What you have to do:
Revise the records so that every "one dot" becomes "a single marker", with everything else unchanged, and leave the pictures out of your answer.

Data records:
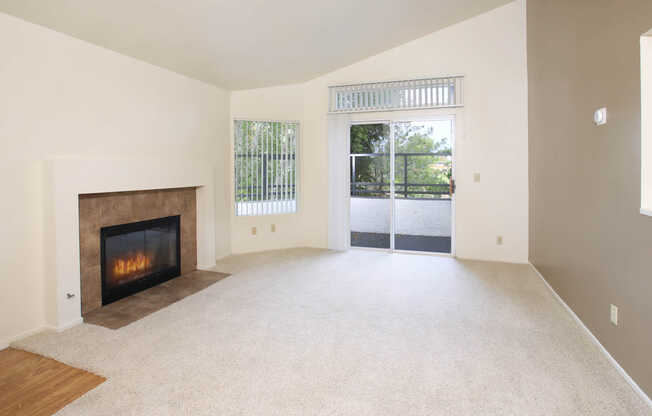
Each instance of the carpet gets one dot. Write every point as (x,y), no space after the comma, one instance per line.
(314,332)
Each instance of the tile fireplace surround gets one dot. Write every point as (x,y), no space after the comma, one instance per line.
(66,178)
(106,209)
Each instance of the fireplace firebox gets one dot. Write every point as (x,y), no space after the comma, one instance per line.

Output of the exercise:
Each instance of the carpet gets a single marker. Write every point as (x,y), no space after the comma, one instance per line.
(314,332)
Each instance of the tile fireplace surround gets a single marker. Write every point as (x,y), no space after the comma, one instance per line.
(66,178)
(106,209)
Each instance of the fireplace firebox gets a single marker. Write every point as (x,y), no space after the comma, one instance per line.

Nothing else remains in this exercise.